> [Bagian Teks]:
************
Kamis 18 Feb 2021 19:48 WIB

Aktivitas Literasi Jabar Layak Jadi Percontohan Nasional

Literasi di Indonesia hingga saat ini masih rendah bila dibandingkan negara lain.

Rep: Arie Lukihardianti/ Red: Gita Amanda
Online talkshow dengan tema Mendorong Literasi Kala Pandemi yang digelar secara online atas kerja sama Republika dengan Satgas Covid-19 dan Dispusinda Jabar, Kamis (18/2).
Foto: republika
Online talkshow dengan tema Mendorong Literasi Kala Pandemi yang digelar secara online atas kerja sama Republika dengan Satgas Covid-19 dan Dispusinda Jabar, Kamis (18/2).

REPUBLIKA.CO.ID, BANDUNG -- Literasi di Indonesia hingga saat ini masih rendah bila dibandingkan negara lain. Dari 62 negara yang disurvei literasinya, Indonesia berada di posisi ke 60.

"Kita urutan kedua dibelakang untuk literasi. Ada beberapa patokan yang membuat indeks literasi kita rendah," ujar Ketum IKAPI Pusat, Arys Hilman di acara online talkshow dengan tema Mendorong Literasi Kala Pandemi yang digelar secara online atas kerja sama Republika dengan Satgas Covid-19 dan Dispusinda Jabar, Kamis (18/2).

Arys menjelaskan, literasi Indonesia rendah di antaranya dilihat dari oplah koran, jumlah perpustakaan umum, jumlah buku yang ada diperpustakan dan lainnya. "Salah satu yang menyebabkan literasi rendah, minat baca di kita sangat kurang. Maka sulit mengharapkan bangsa cerdas literasi," katanya.

Arys menilai, Jabar punya aktivitas literasi yang kuat. Karena, berbagai program dibuat untuk meningkatkan literasi masyarakatnya. "Jabar ini harus jadi contoh nasional. Saya harap, perpustakan di Jabar juga membeli buku yang bermutu dan di sukai masyarakat bukan hanya buku yang murah," katanya.

Menurut Arys, dampak pandemi Covid-19 di Indonesia terhadap literasi berbeda dengan negara lain. Di negara lain, masyarakat memborong buku untuk bekal selama di rumah saja. "Kalau di Indonesia yang naik itu internet. Itu juga untuk nonton," katanya.

Pandemi Covid-19 ini, kata dia, bukan hanya menyebabkan masyarakat saja yang tak bisa membeli buku tapi perpustakaan juga tak membeli buku. "Perpus dan dinas menghentikan belanja bukunya. Itu hasil survei ke penerbit. Padahal saat seperti ini masyarakat perlu buku," katanya.
************
> [Bagian Data]:
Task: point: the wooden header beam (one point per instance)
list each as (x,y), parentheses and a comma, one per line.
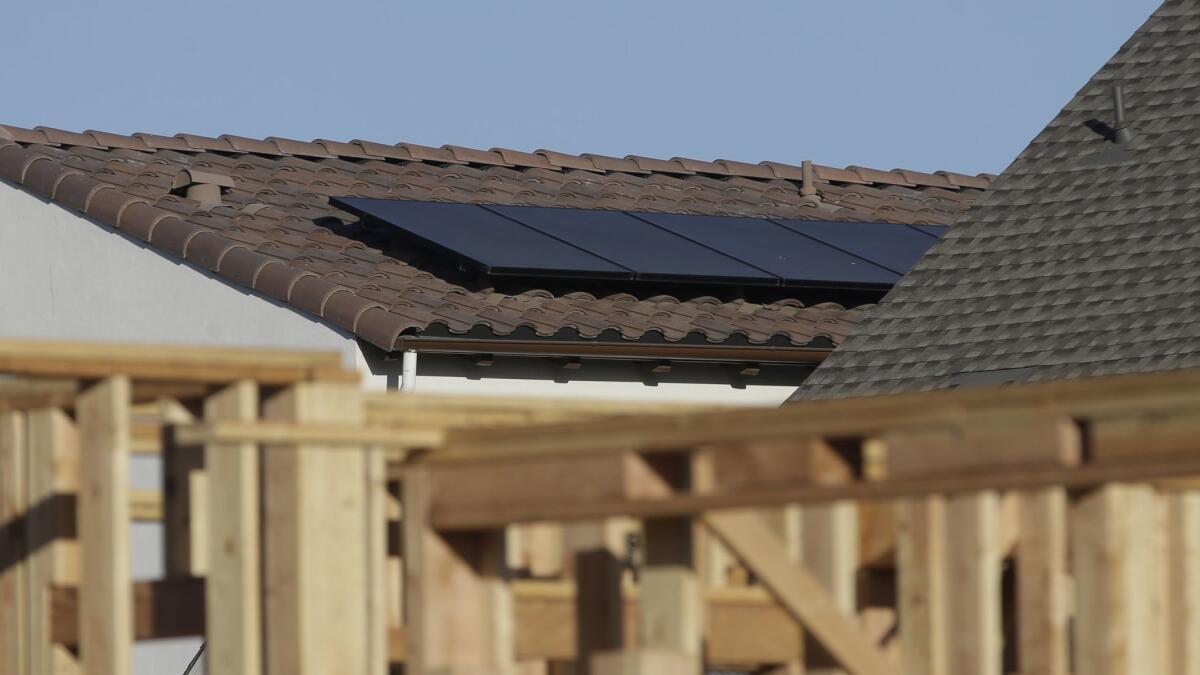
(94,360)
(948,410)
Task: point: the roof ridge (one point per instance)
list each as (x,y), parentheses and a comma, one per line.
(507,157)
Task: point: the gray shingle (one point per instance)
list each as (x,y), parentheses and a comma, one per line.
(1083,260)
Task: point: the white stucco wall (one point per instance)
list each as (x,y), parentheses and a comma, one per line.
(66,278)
************
> [Permintaan Tugas 1]: Dalam berita tentang literasi Jabar, Indonesia berada di posisi ke berapa di antara 62 negara yang disurvei literasinya?
> [Permintaan Tugas 2]: Salin bagian berita tentang literasi Jabar yang dimulai dengan "REPUBLIKA.CO.ID, BANDUNG -- Literasi" dan berlanjut hingga "posisi ke 60.".
> [Permintaan Tugas 3]: Teruskan berita tentang literasi Jabar, dimulai tepat setelah kalimat terakhirnya.
Baris-baris data tersebut diambil dari sumber yang berbeda.

> [Jawaban Latihan 1]: Indonesia berada di posisi ke-60.

> [Jawaban Latihan 2]:
REPUBLIKA.CO.ID, BANDUNG -- Literasi di Indonesia hingga saat ini masih rendah bila dibandingkan negara lain. Dari 62 negara yang disurvei literasinya, Indonesia berada di posisi ke 60.

> [Jawaban Latihan 3]:
Arys mengatakan, dalam rentang 10 tahun ini penjualan buku terus turun. Bahkan, pada 2017 sangat turun sekali baik penjualan buku fisik maupun digital. "Kalau Eropa penjualan bukunya masih tinggi. Di Eropa, semua orang membaca  buku," katanya.

Saat ini, kata dia, konsumsi buku digital di Indonesia terus mengalami kenaikan. Tapi tetap, tak bisa menyaingi buku fisik. Penerbit yang mulai mengubah buku ke digital saat ini ada 40, 8 persen dari penerbit yang ada. Angka ini, cukup meningkat karena awalnya yang membuat buku digital hanya 10 persen saja.

"Untuk penjualan, hampir 62 persen penerbit awalnya membuat lewat toko buku yang memiliki jaringan. Sekarang berubah sudah banyak yang ke marketplace," paparnya.

Menurut Bunda Literasi Jabar, Atalia Praratya Kamil, literasi di Indonesia termasuk di Jabar memang masih rendah. Terutama, di wilayah-wilayah pedalaman Jabar yang sulit menjangkau dan membudayakan baca.

"Apalagi, di masa pandemi ini menggiatkan literasi sangat jadi pekerjaan rumah (PR) buat kita," katanya.

Atalia mengatakan, berbagai upaya dilakukan untuk meningkatkan literasi di Jabar. Salah satunya dengan meluncurkan Kolecer (Kotak Literasi Cerdas) dan Candil (Maca Dina Digital Library).

"Kolecer disimpan di trotoar di ruang publik, dan generasi milenial sekarang hasil surveinya lebih senang menghabiskan waktunya dengan memakai gawai, maka kita juga buat Candil," katanya.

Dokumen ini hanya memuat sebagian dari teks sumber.